Job = Pull out every line in the following records that contains the word "below" and copy each such line in full. Case counts.

Input material =
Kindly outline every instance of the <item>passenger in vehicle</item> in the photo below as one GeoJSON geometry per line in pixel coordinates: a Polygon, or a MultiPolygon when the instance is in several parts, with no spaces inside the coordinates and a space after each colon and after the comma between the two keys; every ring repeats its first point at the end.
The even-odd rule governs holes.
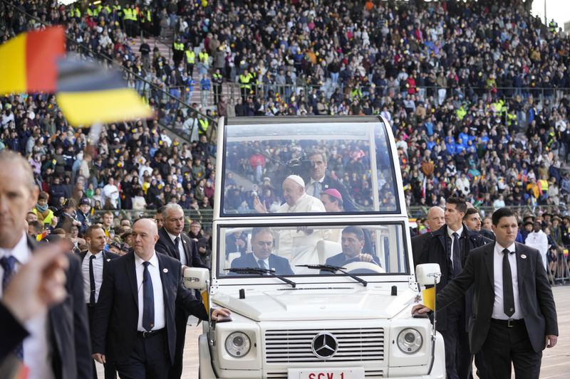
{"type": "MultiPolygon", "coordinates": [[[[305,193],[305,182],[298,175],[289,175],[283,181],[283,193],[285,203],[277,213],[317,213],[325,212],[325,206],[321,200],[305,193]]],[[[267,209],[259,198],[254,201],[254,206],[257,212],[265,213],[267,209]]],[[[318,265],[318,253],[316,244],[326,239],[330,231],[328,230],[313,230],[300,226],[292,229],[283,229],[279,231],[277,238],[277,249],[281,257],[289,259],[294,266],[297,265],[318,265]]],[[[306,267],[295,267],[296,274],[311,274],[311,270],[306,267]]]]}
{"type": "Polygon", "coordinates": [[[269,228],[254,228],[252,230],[252,252],[232,262],[232,268],[259,267],[273,269],[278,275],[293,275],[289,261],[275,255],[273,233],[269,228]]]}
{"type": "MultiPolygon", "coordinates": [[[[289,175],[283,181],[285,203],[277,209],[278,213],[325,212],[325,206],[318,198],[305,193],[305,181],[298,175],[289,175]]],[[[267,213],[267,208],[258,196],[254,199],[254,208],[259,213],[267,213]]]]}
{"type": "Polygon", "coordinates": [[[247,235],[242,231],[237,231],[226,235],[226,259],[232,252],[237,252],[241,257],[245,254],[247,247],[247,235]]]}
{"type": "Polygon", "coordinates": [[[356,226],[347,226],[343,229],[341,238],[342,252],[328,258],[326,265],[343,267],[353,262],[368,262],[380,266],[375,255],[363,252],[364,247],[364,232],[356,226]]]}
{"type": "Polygon", "coordinates": [[[356,210],[346,188],[339,181],[326,175],[326,154],[318,150],[313,150],[307,154],[307,158],[311,161],[311,177],[306,187],[307,193],[319,198],[321,192],[329,188],[336,189],[343,199],[344,210],[347,212],[356,210]]]}
{"type": "MultiPolygon", "coordinates": [[[[344,211],[343,209],[343,196],[338,192],[338,190],[335,188],[324,190],[321,193],[321,201],[323,202],[327,212],[344,211]]],[[[335,228],[331,231],[326,239],[329,241],[341,243],[341,234],[342,229],[335,228]]]]}

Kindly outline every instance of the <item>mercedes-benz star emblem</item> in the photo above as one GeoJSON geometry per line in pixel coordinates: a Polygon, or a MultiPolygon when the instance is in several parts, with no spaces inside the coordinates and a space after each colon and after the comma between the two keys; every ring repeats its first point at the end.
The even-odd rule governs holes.
{"type": "Polygon", "coordinates": [[[332,358],[338,350],[338,341],[328,331],[323,331],[315,336],[311,343],[313,353],[321,359],[332,358]]]}

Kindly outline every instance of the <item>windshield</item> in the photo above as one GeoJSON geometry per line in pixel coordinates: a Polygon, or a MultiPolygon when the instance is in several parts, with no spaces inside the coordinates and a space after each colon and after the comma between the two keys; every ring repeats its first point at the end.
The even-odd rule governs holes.
{"type": "Polygon", "coordinates": [[[217,277],[408,274],[403,224],[219,228],[217,277]],[[261,270],[259,269],[261,269],[261,270]]]}
{"type": "Polygon", "coordinates": [[[398,212],[385,127],[367,119],[226,125],[221,215],[398,212]]]}

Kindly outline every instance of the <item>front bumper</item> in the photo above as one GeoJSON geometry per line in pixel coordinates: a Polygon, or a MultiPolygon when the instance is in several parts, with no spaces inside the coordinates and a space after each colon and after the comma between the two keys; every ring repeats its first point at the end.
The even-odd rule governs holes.
{"type": "MultiPolygon", "coordinates": [[[[212,360],[210,355],[209,346],[205,334],[202,334],[198,338],[198,351],[200,356],[200,379],[234,379],[236,377],[217,376],[212,366],[212,360]]],[[[445,350],[443,338],[437,334],[435,343],[435,359],[433,363],[430,375],[406,376],[410,368],[390,367],[385,371],[382,378],[397,378],[398,379],[445,379],[445,350]]],[[[286,377],[264,376],[274,378],[275,379],[286,379],[286,377]]]]}

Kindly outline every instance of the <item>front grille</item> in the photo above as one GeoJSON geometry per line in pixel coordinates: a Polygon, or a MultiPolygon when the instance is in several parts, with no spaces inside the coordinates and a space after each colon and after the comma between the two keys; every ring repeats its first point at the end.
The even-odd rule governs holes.
{"type": "Polygon", "coordinates": [[[271,330],[265,332],[265,357],[268,363],[290,362],[363,362],[384,358],[384,329],[271,330]],[[315,336],[326,331],[336,337],[338,349],[326,360],[311,350],[315,336]]]}
{"type": "MultiPolygon", "coordinates": [[[[267,379],[287,379],[287,372],[267,372],[267,379]]],[[[365,370],[364,378],[366,379],[379,379],[384,378],[384,371],[382,370],[365,370]]]]}

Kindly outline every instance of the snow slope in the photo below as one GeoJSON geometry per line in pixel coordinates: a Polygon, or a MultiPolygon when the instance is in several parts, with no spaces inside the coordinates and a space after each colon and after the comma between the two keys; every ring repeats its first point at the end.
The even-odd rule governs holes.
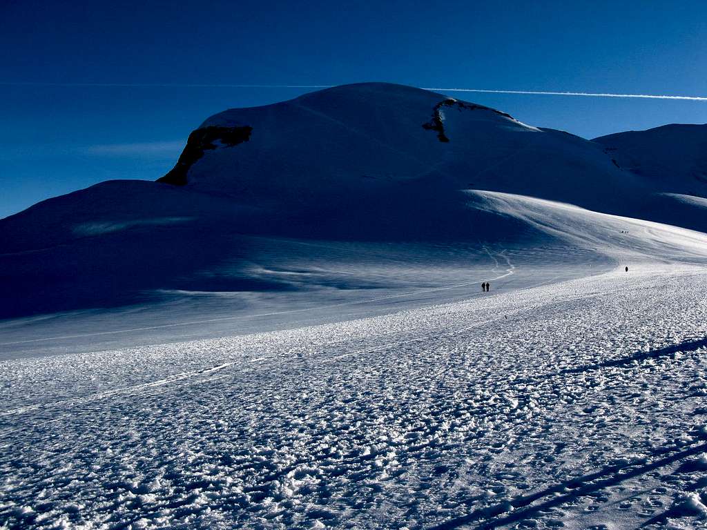
{"type": "Polygon", "coordinates": [[[0,363],[0,524],[693,528],[704,269],[0,363]]]}
{"type": "MultiPolygon", "coordinates": [[[[699,199],[678,200],[683,188],[612,156],[602,143],[399,85],[227,110],[192,133],[162,182],[104,182],[0,220],[0,350],[214,313],[244,321],[218,329],[229,334],[293,310],[321,322],[308,300],[379,312],[395,304],[359,302],[434,289],[445,295],[409,303],[450,301],[469,292],[450,285],[497,276],[504,249],[523,264],[520,288],[559,264],[568,270],[557,279],[610,266],[621,259],[615,243],[644,245],[616,237],[624,221],[597,232],[590,211],[707,230],[699,199]],[[545,202],[515,215],[484,193],[545,202]],[[548,224],[557,203],[585,209],[548,224]]],[[[636,255],[701,259],[699,245],[658,232],[636,255]]],[[[288,325],[279,318],[268,325],[288,325]]]]}

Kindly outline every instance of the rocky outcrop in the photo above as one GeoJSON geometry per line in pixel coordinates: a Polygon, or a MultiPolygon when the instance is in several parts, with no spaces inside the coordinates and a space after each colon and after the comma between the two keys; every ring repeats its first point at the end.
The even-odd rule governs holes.
{"type": "Polygon", "coordinates": [[[495,109],[491,109],[489,107],[484,107],[481,105],[474,105],[474,103],[466,103],[463,101],[459,101],[452,98],[449,98],[446,100],[443,100],[439,103],[435,105],[434,108],[432,110],[432,119],[431,119],[427,123],[422,124],[422,128],[427,131],[435,131],[437,132],[437,139],[440,142],[448,142],[449,138],[445,134],[444,131],[444,118],[442,114],[442,107],[456,107],[459,110],[491,110],[496,112],[500,116],[503,116],[506,118],[513,117],[510,114],[508,114],[506,112],[501,112],[499,110],[496,110],[495,109]]]}
{"type": "Polygon", "coordinates": [[[177,165],[164,177],[158,179],[175,186],[187,184],[187,173],[194,163],[204,156],[206,151],[218,147],[233,147],[250,139],[253,128],[248,125],[235,127],[210,126],[197,129],[189,135],[187,146],[180,155],[177,165]]]}

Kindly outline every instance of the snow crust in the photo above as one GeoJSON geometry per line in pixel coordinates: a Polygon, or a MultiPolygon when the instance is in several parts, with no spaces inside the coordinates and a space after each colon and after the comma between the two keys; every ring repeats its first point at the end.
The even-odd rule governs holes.
{"type": "Polygon", "coordinates": [[[0,520],[701,524],[703,269],[0,364],[0,520]]]}

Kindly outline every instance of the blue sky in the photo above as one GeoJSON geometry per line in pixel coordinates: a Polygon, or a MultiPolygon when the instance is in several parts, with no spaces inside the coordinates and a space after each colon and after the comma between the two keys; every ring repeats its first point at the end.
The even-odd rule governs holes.
{"type": "MultiPolygon", "coordinates": [[[[156,179],[209,115],[308,91],[220,84],[707,95],[703,1],[499,4],[3,0],[0,217],[156,179]]],[[[707,102],[457,95],[587,138],[707,122],[707,102]]]]}

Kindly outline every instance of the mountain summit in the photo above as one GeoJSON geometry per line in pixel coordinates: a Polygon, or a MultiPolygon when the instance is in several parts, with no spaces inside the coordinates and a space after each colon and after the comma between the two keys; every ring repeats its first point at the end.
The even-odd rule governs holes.
{"type": "MultiPolygon", "coordinates": [[[[9,300],[0,317],[165,293],[366,283],[327,276],[321,262],[312,274],[313,250],[298,251],[296,273],[264,273],[281,269],[293,241],[328,242],[339,263],[349,264],[363,245],[389,245],[375,255],[416,264],[429,258],[419,245],[453,242],[471,263],[484,245],[522,249],[569,237],[596,249],[622,232],[623,221],[577,207],[707,231],[707,164],[696,131],[703,129],[588,141],[380,83],[230,109],[194,130],[156,182],[104,182],[0,220],[1,295],[9,300]]],[[[653,252],[661,238],[677,237],[665,234],[621,245],[653,252]]]]}

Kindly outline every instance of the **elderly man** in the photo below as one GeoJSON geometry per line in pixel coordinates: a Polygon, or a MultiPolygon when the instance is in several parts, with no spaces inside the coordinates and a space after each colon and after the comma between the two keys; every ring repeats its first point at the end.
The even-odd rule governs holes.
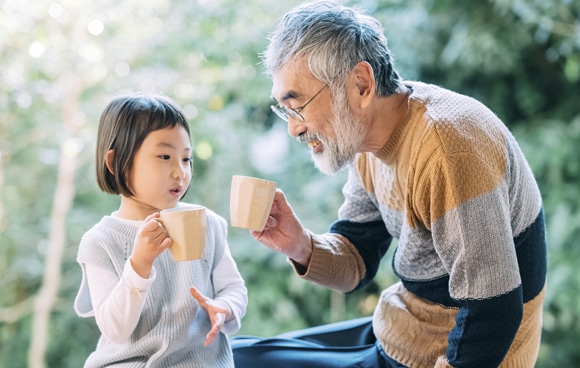
{"type": "MultiPolygon", "coordinates": [[[[403,80],[380,23],[333,2],[286,14],[263,62],[289,134],[320,171],[348,168],[348,179],[327,233],[305,228],[278,190],[252,236],[299,277],[343,292],[372,280],[398,239],[400,282],[372,318],[381,366],[533,367],[546,282],[542,199],[500,119],[473,98],[403,80]]],[[[260,356],[264,366],[289,362],[276,349],[255,366],[260,356]]],[[[368,366],[336,356],[312,355],[310,366],[368,366]]]]}

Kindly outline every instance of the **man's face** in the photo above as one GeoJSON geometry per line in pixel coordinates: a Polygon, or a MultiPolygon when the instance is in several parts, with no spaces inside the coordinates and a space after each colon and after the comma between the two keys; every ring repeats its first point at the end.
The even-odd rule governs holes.
{"type": "Polygon", "coordinates": [[[361,151],[365,129],[348,104],[346,91],[332,95],[309,72],[305,61],[290,62],[273,78],[272,96],[282,106],[300,112],[304,121],[290,117],[288,133],[307,143],[316,167],[327,175],[339,172],[361,151]]]}

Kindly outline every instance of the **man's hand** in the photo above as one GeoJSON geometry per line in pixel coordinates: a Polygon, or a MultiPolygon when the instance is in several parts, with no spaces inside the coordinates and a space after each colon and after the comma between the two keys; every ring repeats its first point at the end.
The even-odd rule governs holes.
{"type": "Polygon", "coordinates": [[[305,267],[310,261],[310,232],[302,226],[281,189],[276,189],[264,230],[250,231],[250,234],[268,248],[285,254],[305,267]]]}

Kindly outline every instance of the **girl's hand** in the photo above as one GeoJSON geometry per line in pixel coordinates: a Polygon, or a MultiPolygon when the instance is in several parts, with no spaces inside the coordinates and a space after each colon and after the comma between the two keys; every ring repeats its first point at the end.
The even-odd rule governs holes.
{"type": "Polygon", "coordinates": [[[219,306],[213,299],[206,298],[195,287],[190,287],[189,292],[197,300],[201,308],[209,315],[211,321],[211,331],[206,335],[206,340],[203,346],[211,344],[221,331],[226,321],[227,310],[219,306]]]}
{"type": "Polygon", "coordinates": [[[159,212],[147,216],[135,237],[131,265],[143,278],[149,278],[153,261],[172,244],[171,238],[157,221],[159,212]]]}

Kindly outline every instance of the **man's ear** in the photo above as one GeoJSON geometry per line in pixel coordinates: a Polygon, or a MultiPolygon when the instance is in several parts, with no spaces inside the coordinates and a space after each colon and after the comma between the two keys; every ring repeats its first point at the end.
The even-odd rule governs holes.
{"type": "Polygon", "coordinates": [[[366,61],[361,61],[352,70],[352,78],[355,86],[355,98],[358,107],[367,107],[375,95],[375,76],[373,67],[366,61]]]}
{"type": "Polygon", "coordinates": [[[105,165],[107,165],[107,170],[113,175],[115,175],[115,171],[113,170],[113,159],[115,158],[115,151],[108,150],[107,154],[105,155],[105,165]]]}

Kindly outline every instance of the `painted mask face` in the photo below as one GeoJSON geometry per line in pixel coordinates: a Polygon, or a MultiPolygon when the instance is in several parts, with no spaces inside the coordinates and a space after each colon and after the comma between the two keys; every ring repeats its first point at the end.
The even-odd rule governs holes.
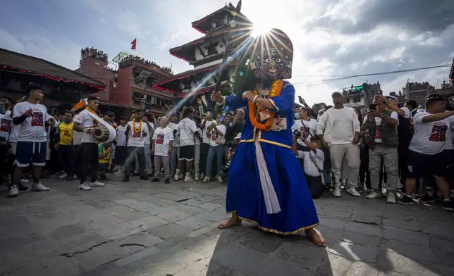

Solution =
Kindly outline every instance of the <item>passenger in vehicle</item> in the photo below as one GeoJSON geometry per line in pixel coordinates: a Polygon, or a MultiPolygon when the instance is in several parts, with no spaces inside the coordinates and a space after each colon and after the comma between the two keys; every ring repeats its first point at the end.
Kindly outline every instance of the snow slope in the photo below as one GeoJSON geometry per line in pixel coordinates: a Polygon, or a MultiPolygon when the instance is in several parts, with no spaces inside the coordinates and a space after each colon and after the comma between the two keys; every ring repeats its first point at the end.
Kindly outline every instance of the **elderly man** in the photo below as one GeoJSON geometry per line in pixel coordinates: a Polygon, or a MultiPolygon when the instance is in several parts, with no spaces inside the coordinates and a space after each colon and after the comma between the two keys; every ring repeats its first point at the end.
Kindly outline every instance of the `painted mask face` in the photo below as one GeoJSON geometry per line in pixel coordinates: a Polygon, or a MultiPolygon when the instance is in several parts, with no spaces inside the coordinates and a space after each colon and after the comma between the two keys; every ring repeats its first point at the end.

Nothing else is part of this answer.